- What the task asks
Beginning with the line in which "find | shirt collar" appears, transcribe each line word for word until the records end. Do not include pictures.

- Data for this task

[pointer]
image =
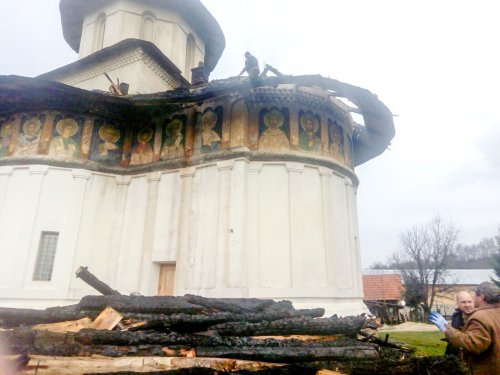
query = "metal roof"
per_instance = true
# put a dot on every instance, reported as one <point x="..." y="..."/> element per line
<point x="451" y="277"/>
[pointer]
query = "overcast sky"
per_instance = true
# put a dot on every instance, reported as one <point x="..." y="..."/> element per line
<point x="435" y="64"/>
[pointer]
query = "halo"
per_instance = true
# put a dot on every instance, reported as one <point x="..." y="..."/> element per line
<point x="277" y="113"/>
<point x="109" y="133"/>
<point x="307" y="116"/>
<point x="173" y="125"/>
<point x="211" y="116"/>
<point x="6" y="126"/>
<point x="148" y="131"/>
<point x="67" y="122"/>
<point x="32" y="120"/>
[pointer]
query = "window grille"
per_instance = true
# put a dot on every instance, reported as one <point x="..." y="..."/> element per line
<point x="46" y="255"/>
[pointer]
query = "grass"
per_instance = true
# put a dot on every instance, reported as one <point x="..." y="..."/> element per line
<point x="426" y="343"/>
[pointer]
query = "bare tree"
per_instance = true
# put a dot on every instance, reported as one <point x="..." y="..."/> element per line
<point x="422" y="260"/>
<point x="496" y="260"/>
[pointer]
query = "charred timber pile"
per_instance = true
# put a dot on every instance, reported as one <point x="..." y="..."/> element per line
<point x="191" y="333"/>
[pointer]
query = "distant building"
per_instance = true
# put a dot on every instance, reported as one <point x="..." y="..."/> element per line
<point x="380" y="286"/>
<point x="383" y="295"/>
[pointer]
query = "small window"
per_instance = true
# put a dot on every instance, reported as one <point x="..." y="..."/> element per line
<point x="190" y="46"/>
<point x="148" y="27"/>
<point x="46" y="255"/>
<point x="100" y="29"/>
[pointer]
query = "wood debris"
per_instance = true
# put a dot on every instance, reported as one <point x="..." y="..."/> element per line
<point x="192" y="334"/>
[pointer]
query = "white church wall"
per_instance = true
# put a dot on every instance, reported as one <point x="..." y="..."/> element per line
<point x="232" y="228"/>
<point x="124" y="19"/>
<point x="133" y="67"/>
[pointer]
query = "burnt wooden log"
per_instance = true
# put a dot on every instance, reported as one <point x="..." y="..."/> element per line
<point x="95" y="337"/>
<point x="289" y="354"/>
<point x="235" y="305"/>
<point x="84" y="274"/>
<point x="195" y="323"/>
<point x="293" y="326"/>
<point x="140" y="304"/>
<point x="10" y="317"/>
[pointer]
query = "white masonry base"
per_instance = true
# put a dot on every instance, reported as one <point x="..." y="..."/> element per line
<point x="234" y="228"/>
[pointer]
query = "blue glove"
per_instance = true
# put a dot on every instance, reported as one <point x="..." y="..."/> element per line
<point x="437" y="319"/>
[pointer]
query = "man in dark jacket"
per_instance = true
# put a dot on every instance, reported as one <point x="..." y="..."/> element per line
<point x="465" y="306"/>
<point x="480" y="339"/>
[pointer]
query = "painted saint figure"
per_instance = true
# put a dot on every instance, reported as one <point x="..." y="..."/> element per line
<point x="273" y="138"/>
<point x="251" y="66"/>
<point x="7" y="144"/>
<point x="108" y="149"/>
<point x="308" y="138"/>
<point x="173" y="146"/>
<point x="210" y="140"/>
<point x="337" y="145"/>
<point x="29" y="139"/>
<point x="63" y="145"/>
<point x="142" y="153"/>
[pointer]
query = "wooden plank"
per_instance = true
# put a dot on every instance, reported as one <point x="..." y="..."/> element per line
<point x="68" y="326"/>
<point x="43" y="365"/>
<point x="108" y="319"/>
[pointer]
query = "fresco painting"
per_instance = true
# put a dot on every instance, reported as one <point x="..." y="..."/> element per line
<point x="27" y="143"/>
<point x="104" y="141"/>
<point x="337" y="139"/>
<point x="107" y="143"/>
<point x="209" y="131"/>
<point x="309" y="139"/>
<point x="63" y="144"/>
<point x="173" y="147"/>
<point x="273" y="138"/>
<point x="7" y="138"/>
<point x="142" y="151"/>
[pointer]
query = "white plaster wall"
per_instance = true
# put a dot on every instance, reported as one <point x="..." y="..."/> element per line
<point x="233" y="228"/>
<point x="134" y="67"/>
<point x="124" y="20"/>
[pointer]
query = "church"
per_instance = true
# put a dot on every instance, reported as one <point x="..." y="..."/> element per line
<point x="132" y="162"/>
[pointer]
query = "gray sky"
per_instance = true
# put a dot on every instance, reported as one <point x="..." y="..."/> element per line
<point x="435" y="64"/>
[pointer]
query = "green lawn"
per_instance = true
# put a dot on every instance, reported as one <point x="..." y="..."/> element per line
<point x="426" y="343"/>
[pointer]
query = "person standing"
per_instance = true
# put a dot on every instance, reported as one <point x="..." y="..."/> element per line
<point x="480" y="339"/>
<point x="465" y="307"/>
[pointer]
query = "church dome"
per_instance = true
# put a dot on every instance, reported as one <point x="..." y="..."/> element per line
<point x="73" y="13"/>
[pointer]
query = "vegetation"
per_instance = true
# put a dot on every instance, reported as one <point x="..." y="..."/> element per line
<point x="426" y="343"/>
<point x="423" y="259"/>
<point x="484" y="254"/>
<point x="496" y="260"/>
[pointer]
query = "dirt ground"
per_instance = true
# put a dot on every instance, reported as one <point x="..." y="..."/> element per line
<point x="409" y="326"/>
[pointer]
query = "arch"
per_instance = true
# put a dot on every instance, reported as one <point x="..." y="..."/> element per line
<point x="100" y="29"/>
<point x="190" y="46"/>
<point x="148" y="26"/>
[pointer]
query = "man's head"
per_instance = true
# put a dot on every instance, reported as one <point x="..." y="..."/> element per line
<point x="486" y="293"/>
<point x="465" y="302"/>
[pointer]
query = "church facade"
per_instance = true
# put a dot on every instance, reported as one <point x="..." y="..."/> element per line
<point x="232" y="188"/>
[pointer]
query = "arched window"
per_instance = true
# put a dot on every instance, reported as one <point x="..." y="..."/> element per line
<point x="190" y="45"/>
<point x="100" y="28"/>
<point x="148" y="27"/>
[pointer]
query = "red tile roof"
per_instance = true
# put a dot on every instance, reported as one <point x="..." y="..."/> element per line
<point x="382" y="287"/>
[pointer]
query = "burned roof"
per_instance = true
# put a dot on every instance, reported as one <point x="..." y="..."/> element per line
<point x="19" y="94"/>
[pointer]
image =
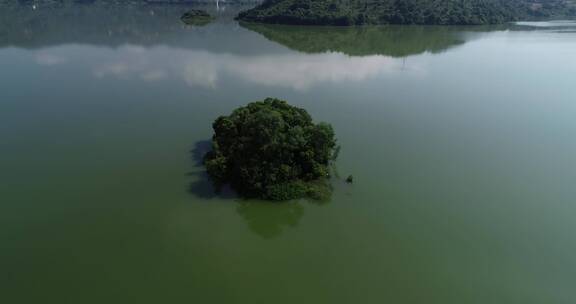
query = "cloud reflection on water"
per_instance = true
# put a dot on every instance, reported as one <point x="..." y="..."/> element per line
<point x="204" y="69"/>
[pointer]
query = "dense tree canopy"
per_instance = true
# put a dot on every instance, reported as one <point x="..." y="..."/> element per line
<point x="196" y="17"/>
<point x="271" y="150"/>
<point x="441" y="12"/>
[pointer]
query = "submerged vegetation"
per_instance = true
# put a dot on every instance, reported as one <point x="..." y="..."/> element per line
<point x="196" y="17"/>
<point x="439" y="12"/>
<point x="271" y="150"/>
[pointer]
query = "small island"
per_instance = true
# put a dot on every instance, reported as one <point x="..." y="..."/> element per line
<point x="273" y="151"/>
<point x="196" y="17"/>
<point x="424" y="12"/>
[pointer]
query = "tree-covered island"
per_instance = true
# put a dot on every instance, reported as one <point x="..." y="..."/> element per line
<point x="273" y="151"/>
<point x="196" y="17"/>
<point x="433" y="12"/>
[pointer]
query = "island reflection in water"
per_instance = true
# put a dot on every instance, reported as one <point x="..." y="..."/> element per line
<point x="152" y="45"/>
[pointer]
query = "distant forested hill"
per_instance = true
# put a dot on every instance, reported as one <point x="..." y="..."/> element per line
<point x="442" y="12"/>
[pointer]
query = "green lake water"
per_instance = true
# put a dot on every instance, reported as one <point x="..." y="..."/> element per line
<point x="461" y="142"/>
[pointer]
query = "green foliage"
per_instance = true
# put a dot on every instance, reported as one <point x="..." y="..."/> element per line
<point x="271" y="150"/>
<point x="196" y="17"/>
<point x="439" y="12"/>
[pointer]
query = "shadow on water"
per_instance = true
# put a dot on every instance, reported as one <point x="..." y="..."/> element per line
<point x="268" y="220"/>
<point x="393" y="41"/>
<point x="265" y="219"/>
<point x="202" y="187"/>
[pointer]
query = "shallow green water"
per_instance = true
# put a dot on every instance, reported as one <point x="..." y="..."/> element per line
<point x="460" y="140"/>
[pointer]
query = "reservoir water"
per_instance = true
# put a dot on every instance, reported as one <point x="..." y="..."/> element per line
<point x="460" y="141"/>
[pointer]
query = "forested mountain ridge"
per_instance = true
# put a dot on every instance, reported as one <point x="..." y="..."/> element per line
<point x="441" y="12"/>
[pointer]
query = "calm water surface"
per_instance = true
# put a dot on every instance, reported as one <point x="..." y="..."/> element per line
<point x="460" y="140"/>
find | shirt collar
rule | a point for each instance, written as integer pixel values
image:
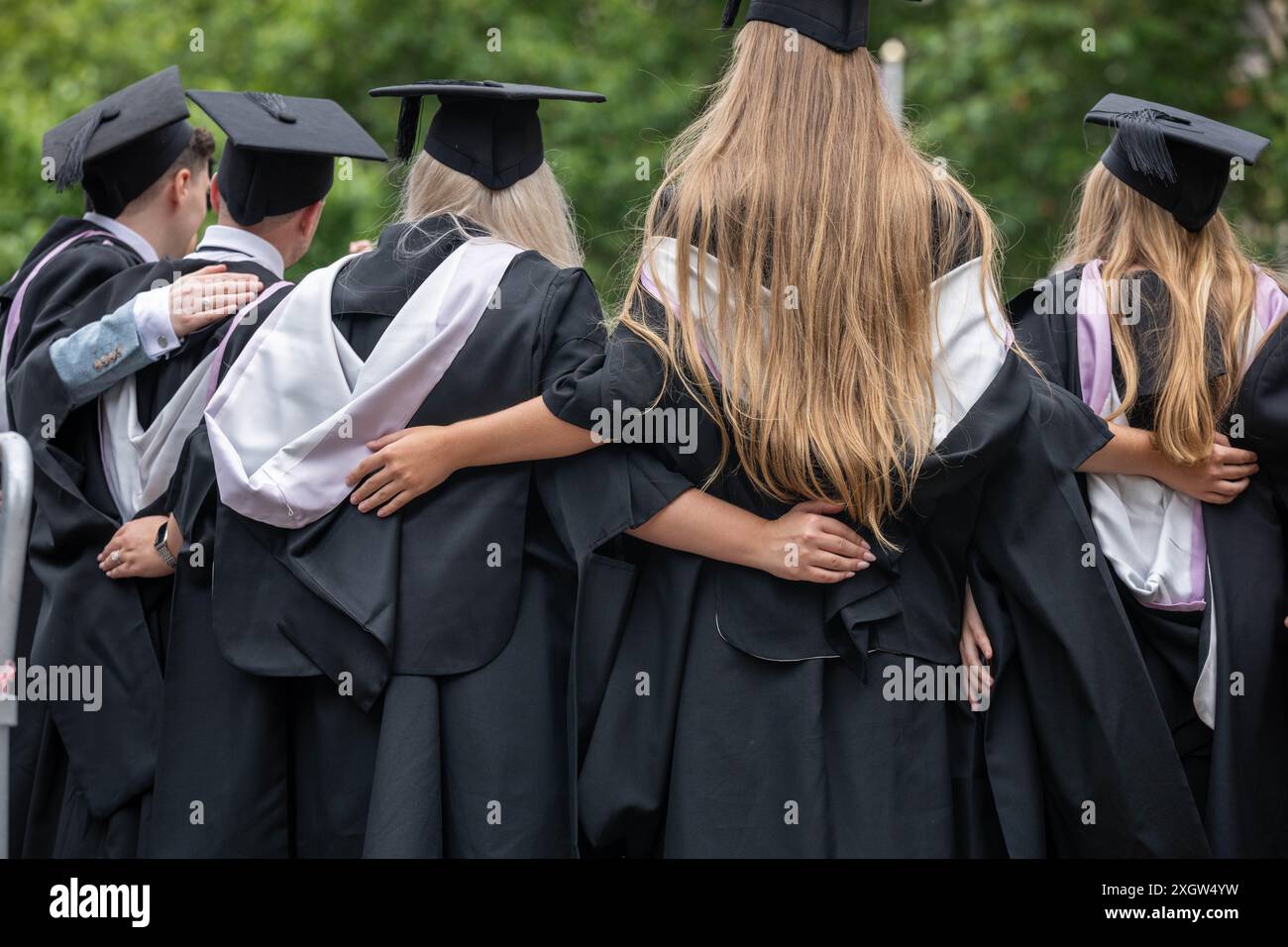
(243, 244)
(127, 235)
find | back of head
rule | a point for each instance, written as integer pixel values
(799, 180)
(532, 213)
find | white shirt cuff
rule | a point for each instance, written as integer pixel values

- Response to the exercise
find | shirt collar
rule | a point for each instance, written as integer pixel values
image:
(243, 244)
(127, 235)
find | back of head
rule | a point for each instance, written as integer pixel values
(799, 180)
(532, 213)
find | white shirt cuff
rule | a point for each instance, written as integer pixel values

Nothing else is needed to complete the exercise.